Work request
Go through the entries below. Copy out every line that contains "dark".

Information shown

*** Block opens ***

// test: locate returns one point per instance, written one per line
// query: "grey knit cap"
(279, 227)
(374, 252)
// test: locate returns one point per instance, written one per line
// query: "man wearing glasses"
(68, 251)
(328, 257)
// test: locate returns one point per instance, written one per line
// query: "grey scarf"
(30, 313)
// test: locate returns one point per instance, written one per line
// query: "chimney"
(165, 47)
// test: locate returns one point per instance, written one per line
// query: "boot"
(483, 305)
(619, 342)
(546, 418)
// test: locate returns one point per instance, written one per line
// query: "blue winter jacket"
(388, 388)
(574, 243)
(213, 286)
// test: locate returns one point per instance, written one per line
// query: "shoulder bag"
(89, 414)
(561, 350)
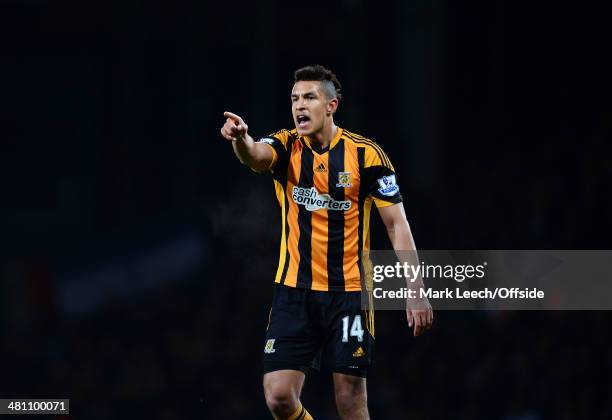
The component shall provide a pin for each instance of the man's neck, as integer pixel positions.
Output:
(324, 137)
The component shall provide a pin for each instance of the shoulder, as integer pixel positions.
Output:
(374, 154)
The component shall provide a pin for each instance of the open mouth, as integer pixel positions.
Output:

*** Block closes ***
*** Block opens ***

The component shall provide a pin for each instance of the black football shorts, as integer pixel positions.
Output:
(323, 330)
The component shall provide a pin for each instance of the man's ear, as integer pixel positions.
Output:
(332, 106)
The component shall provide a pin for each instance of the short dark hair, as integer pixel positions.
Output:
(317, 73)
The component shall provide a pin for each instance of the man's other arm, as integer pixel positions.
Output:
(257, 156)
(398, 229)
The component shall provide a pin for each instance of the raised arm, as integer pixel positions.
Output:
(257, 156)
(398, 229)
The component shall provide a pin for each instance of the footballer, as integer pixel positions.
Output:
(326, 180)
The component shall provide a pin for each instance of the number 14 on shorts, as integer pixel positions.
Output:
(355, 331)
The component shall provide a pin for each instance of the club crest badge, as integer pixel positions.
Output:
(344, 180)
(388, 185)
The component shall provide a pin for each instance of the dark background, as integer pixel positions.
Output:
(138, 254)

*** Block closes ***
*** Block opens ***

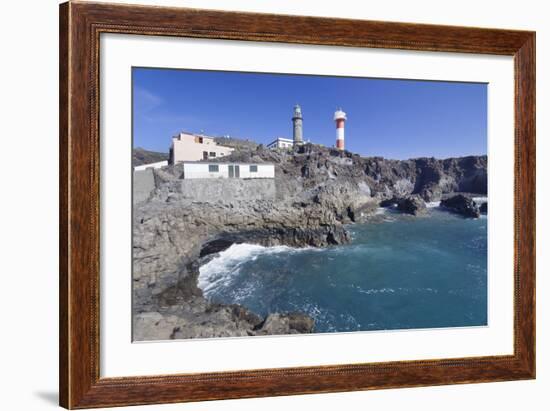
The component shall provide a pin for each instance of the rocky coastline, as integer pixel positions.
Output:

*** Block closes ***

Reply
The component shall provide a pin for each instance of the short dark hair, as integer pixel positions.
The component shall provide a pin for each instance of the dark background, as integer pixel positions.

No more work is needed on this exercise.